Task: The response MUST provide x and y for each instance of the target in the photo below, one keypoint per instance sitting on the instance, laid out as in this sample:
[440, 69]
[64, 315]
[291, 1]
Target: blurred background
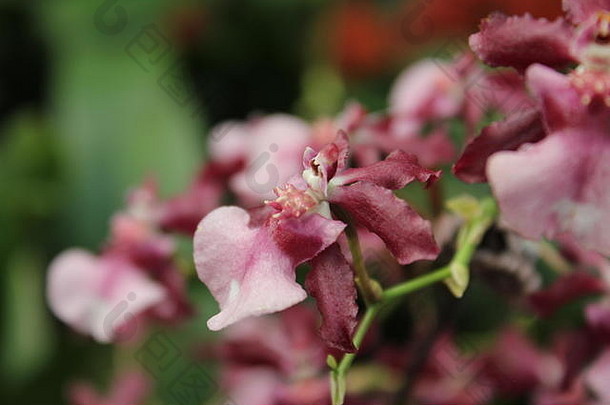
[96, 95]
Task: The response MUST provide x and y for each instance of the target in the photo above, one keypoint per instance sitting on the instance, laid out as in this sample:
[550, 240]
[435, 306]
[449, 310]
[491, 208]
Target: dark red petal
[521, 41]
[598, 319]
[395, 172]
[406, 234]
[331, 283]
[517, 129]
[580, 10]
[569, 287]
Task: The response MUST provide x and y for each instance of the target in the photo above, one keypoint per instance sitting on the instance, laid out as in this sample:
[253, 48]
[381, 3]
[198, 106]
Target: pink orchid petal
[560, 185]
[425, 91]
[250, 270]
[510, 134]
[331, 283]
[521, 41]
[97, 296]
[580, 10]
[395, 172]
[406, 234]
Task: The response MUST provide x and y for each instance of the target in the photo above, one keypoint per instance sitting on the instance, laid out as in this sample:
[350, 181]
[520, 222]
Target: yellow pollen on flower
[291, 202]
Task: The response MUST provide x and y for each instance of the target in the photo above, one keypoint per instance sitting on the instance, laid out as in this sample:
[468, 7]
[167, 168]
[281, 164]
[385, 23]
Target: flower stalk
[469, 237]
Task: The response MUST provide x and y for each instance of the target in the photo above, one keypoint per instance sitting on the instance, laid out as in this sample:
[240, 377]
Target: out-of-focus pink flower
[133, 279]
[183, 212]
[258, 276]
[515, 366]
[128, 389]
[276, 360]
[269, 148]
[597, 377]
[559, 185]
[99, 295]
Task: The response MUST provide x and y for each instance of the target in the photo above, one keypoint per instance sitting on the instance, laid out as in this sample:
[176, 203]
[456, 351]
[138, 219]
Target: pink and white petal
[598, 375]
[97, 296]
[406, 234]
[244, 269]
[580, 10]
[395, 172]
[331, 283]
[522, 41]
[250, 270]
[561, 185]
[516, 130]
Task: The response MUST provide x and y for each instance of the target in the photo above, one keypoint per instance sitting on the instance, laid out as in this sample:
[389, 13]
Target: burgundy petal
[569, 287]
[406, 234]
[331, 283]
[580, 10]
[521, 41]
[395, 172]
[517, 129]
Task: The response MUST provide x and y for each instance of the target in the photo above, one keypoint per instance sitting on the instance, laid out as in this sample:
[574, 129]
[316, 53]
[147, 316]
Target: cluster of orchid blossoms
[327, 220]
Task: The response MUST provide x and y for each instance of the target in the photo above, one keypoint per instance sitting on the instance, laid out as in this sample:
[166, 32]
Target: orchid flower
[248, 259]
[559, 185]
[133, 278]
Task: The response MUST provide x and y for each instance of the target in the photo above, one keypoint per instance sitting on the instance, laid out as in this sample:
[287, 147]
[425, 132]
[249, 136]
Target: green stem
[468, 239]
[365, 284]
[338, 383]
[415, 284]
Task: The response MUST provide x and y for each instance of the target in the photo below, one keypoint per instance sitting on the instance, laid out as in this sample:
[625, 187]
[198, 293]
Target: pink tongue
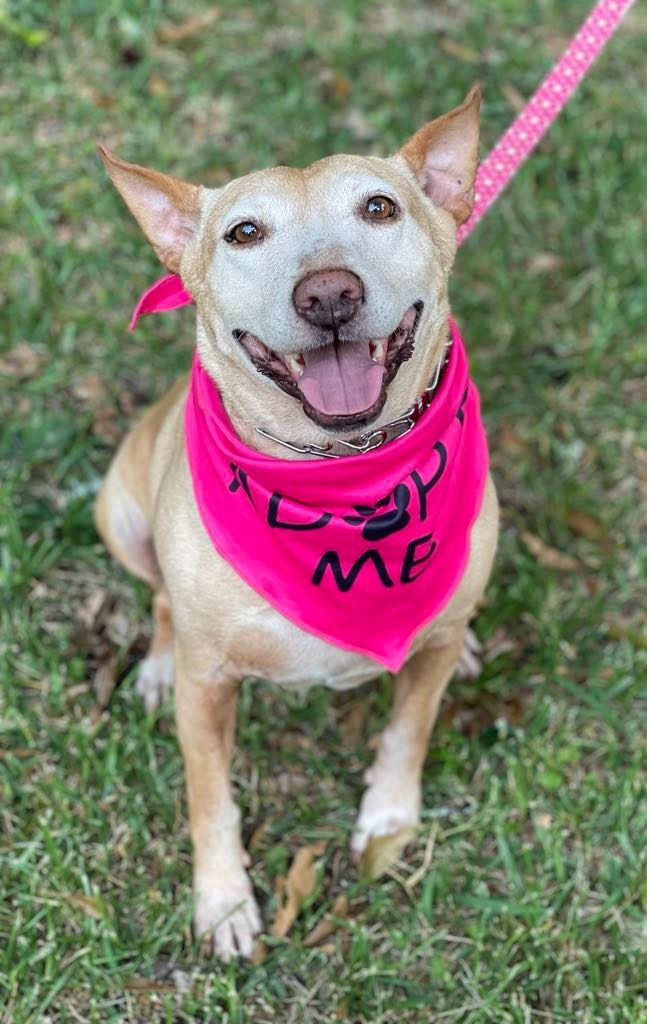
[342, 379]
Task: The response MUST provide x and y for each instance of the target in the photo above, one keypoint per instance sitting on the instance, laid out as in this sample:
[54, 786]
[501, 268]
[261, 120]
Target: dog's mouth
[343, 384]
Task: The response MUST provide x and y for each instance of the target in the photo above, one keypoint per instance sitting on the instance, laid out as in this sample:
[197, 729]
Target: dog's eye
[380, 208]
[245, 231]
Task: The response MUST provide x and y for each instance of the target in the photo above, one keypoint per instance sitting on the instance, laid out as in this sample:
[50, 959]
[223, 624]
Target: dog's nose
[328, 297]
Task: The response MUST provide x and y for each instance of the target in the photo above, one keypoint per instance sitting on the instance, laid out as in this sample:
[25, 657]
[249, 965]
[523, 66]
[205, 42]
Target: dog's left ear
[443, 156]
[167, 209]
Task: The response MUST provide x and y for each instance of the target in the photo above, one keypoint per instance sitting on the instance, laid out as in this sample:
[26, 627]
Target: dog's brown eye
[379, 208]
[245, 231]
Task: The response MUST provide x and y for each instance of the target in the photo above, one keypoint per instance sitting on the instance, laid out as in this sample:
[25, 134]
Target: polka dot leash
[535, 118]
[507, 157]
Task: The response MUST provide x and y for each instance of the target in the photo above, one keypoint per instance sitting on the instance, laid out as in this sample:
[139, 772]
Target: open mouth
[343, 384]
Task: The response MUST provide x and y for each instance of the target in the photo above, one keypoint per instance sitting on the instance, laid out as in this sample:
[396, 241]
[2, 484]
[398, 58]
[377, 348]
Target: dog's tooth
[294, 361]
[378, 349]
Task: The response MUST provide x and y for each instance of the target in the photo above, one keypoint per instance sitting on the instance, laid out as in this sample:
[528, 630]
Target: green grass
[534, 782]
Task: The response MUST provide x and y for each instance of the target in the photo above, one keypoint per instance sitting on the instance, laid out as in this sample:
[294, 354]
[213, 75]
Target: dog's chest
[283, 653]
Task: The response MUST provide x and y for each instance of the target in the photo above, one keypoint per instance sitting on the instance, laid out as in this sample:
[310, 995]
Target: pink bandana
[361, 551]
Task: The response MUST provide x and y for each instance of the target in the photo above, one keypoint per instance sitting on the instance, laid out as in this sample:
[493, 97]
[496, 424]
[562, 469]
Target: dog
[322, 316]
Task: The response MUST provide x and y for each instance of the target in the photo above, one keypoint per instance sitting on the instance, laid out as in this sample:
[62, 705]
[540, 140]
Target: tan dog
[269, 258]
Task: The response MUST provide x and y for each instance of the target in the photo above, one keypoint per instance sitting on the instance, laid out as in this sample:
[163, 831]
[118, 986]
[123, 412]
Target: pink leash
[519, 140]
[508, 156]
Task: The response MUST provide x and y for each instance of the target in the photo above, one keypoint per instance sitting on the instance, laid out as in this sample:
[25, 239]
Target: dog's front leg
[226, 913]
[393, 797]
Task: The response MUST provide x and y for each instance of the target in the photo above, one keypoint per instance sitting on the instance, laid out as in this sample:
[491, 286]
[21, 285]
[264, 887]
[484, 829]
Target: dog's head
[325, 288]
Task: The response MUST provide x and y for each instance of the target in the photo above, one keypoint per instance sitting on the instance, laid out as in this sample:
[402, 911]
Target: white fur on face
[313, 220]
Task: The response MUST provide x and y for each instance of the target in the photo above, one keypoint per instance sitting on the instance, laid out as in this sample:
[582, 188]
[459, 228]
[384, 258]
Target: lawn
[522, 900]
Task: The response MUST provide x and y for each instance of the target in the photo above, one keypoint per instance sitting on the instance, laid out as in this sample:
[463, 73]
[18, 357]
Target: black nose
[328, 297]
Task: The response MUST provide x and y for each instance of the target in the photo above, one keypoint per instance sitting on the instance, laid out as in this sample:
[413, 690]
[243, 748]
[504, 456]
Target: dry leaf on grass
[544, 262]
[586, 525]
[298, 886]
[459, 51]
[105, 681]
[383, 851]
[89, 904]
[546, 555]
[22, 360]
[189, 27]
[327, 926]
[91, 608]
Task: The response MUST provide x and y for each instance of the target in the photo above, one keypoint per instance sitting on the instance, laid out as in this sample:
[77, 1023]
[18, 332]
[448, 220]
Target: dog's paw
[469, 664]
[227, 920]
[382, 814]
[155, 679]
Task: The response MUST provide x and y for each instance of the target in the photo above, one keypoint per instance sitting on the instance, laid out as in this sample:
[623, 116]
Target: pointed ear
[166, 208]
[443, 156]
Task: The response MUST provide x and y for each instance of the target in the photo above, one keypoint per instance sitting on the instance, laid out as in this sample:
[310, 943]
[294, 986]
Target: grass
[532, 909]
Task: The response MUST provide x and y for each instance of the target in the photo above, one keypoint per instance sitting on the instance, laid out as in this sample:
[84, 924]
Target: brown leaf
[105, 424]
[585, 524]
[383, 851]
[22, 360]
[298, 886]
[89, 904]
[259, 952]
[89, 611]
[189, 27]
[544, 262]
[158, 86]
[327, 926]
[105, 681]
[509, 439]
[137, 984]
[258, 836]
[548, 556]
[458, 50]
[89, 389]
[336, 86]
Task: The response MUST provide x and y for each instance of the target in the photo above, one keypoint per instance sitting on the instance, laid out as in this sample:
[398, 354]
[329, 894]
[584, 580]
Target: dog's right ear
[166, 208]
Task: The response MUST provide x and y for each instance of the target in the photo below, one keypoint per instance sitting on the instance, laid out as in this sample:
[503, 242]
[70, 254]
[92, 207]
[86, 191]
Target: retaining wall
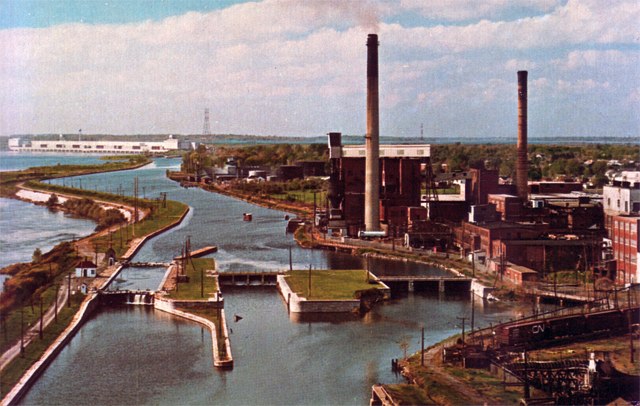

------------

= Work order =
Exactly the lines from the line that contains "Target: dog's right ear" through the last line above, and no other lines, must be output, with pictures excluded.

= Answer to this task =
Target: dog's right ear
[166, 208]
Task: The response MUST provide x and y for each instance of the target in the photo below, one keypoint per instance sitting on the instance, laid out as in this sample:
[503, 242]
[70, 254]
[92, 207]
[86, 191]
Target: retaining wall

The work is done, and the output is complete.